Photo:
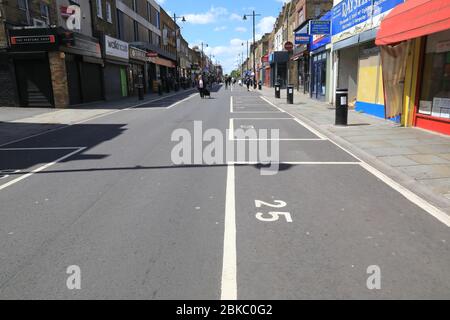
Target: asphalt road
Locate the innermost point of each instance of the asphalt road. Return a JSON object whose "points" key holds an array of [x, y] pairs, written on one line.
{"points": [[106, 196]]}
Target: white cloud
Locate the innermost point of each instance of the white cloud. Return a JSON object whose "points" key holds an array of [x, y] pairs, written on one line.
{"points": [[207, 17], [241, 29]]}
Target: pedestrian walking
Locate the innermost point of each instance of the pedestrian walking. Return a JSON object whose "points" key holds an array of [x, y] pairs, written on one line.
{"points": [[201, 87]]}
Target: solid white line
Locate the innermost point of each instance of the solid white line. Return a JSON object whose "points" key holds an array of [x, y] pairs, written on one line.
{"points": [[229, 267], [10, 183], [300, 139], [300, 163], [421, 203], [231, 130], [34, 149], [263, 118]]}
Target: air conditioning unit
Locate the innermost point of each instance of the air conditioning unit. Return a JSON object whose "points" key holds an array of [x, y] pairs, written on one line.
{"points": [[39, 23]]}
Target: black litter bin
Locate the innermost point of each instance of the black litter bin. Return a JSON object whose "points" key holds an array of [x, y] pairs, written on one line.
{"points": [[277, 91], [341, 107], [290, 94]]}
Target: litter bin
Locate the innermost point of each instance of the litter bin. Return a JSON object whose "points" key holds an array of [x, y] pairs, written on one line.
{"points": [[290, 94], [140, 87], [341, 107], [277, 90]]}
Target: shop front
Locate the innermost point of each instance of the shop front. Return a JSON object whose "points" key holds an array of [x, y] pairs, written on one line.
{"points": [[278, 63], [426, 93], [115, 78], [33, 57], [358, 60], [321, 64], [83, 59], [137, 71]]}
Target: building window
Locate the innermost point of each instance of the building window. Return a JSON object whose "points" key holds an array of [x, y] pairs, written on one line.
{"points": [[23, 5], [44, 13], [120, 24], [98, 4], [136, 31], [435, 91], [108, 12]]}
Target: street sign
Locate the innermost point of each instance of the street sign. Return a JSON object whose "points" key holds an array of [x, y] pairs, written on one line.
{"points": [[302, 38], [288, 46], [320, 27]]}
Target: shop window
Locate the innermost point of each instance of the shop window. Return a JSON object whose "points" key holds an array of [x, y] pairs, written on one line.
{"points": [[435, 90], [98, 4], [108, 12]]}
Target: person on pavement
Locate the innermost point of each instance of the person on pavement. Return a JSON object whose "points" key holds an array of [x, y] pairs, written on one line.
{"points": [[201, 86]]}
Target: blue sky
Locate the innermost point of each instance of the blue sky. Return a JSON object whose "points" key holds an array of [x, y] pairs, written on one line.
{"points": [[219, 23]]}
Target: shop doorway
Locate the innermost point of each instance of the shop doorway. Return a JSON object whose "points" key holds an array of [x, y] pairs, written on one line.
{"points": [[34, 82]]}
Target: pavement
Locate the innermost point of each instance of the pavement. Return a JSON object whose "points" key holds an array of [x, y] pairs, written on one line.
{"points": [[106, 196], [416, 158]]}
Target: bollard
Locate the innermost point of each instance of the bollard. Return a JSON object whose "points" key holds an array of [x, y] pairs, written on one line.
{"points": [[341, 107], [290, 94], [277, 91]]}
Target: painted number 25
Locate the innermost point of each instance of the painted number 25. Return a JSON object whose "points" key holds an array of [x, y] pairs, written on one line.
{"points": [[272, 216]]}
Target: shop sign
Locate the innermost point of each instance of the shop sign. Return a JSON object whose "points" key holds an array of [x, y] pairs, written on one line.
{"points": [[36, 39], [350, 17], [138, 54], [288, 46], [116, 48], [443, 47], [320, 40], [320, 27], [302, 38], [152, 54]]}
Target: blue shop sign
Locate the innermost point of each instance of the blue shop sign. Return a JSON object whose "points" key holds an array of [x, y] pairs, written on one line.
{"points": [[319, 27], [318, 41], [302, 38], [350, 13]]}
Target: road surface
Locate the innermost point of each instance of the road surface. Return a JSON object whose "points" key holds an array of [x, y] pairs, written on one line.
{"points": [[105, 195]]}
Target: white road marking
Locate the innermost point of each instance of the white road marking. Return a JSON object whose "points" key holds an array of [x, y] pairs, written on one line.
{"points": [[44, 148], [10, 183], [240, 163], [421, 203], [408, 194], [181, 101], [229, 268], [314, 131], [232, 137]]}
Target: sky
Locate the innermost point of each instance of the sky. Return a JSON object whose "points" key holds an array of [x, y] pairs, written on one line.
{"points": [[219, 24]]}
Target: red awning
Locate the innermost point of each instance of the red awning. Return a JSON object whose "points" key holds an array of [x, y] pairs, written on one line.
{"points": [[414, 19]]}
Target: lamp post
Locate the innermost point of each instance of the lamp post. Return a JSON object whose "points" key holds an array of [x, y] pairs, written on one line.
{"points": [[177, 29], [254, 15], [203, 55]]}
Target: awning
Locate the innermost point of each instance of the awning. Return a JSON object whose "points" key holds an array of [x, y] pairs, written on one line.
{"points": [[414, 19], [162, 62]]}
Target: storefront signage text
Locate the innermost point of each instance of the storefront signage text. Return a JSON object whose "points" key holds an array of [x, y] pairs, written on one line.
{"points": [[355, 16], [116, 48]]}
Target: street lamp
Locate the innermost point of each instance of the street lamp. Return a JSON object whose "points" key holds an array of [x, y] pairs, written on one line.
{"points": [[253, 15], [177, 29]]}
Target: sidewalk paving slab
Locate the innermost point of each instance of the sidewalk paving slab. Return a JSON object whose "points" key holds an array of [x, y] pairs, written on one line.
{"points": [[415, 158]]}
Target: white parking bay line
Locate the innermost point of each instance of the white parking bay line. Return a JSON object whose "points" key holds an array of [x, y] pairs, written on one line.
{"points": [[10, 183], [229, 268]]}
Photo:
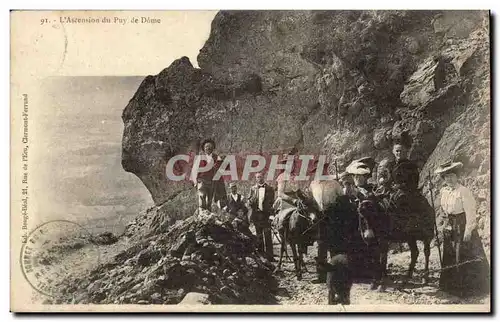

== == ==

Reproduce exactly the stretch of the material above that starts at the line with "Target: litter bin" and ends at the line with "Target: shop front", both included, and nothing else.

Answer box →
Target: litter bin
Locate the innermost point of each instance of the litter bin. Return a JSON object whose "points" key holds an array of [x, y] pairs, written on one line.
{"points": [[290, 94], [140, 87], [341, 107], [277, 90]]}
Target: shop front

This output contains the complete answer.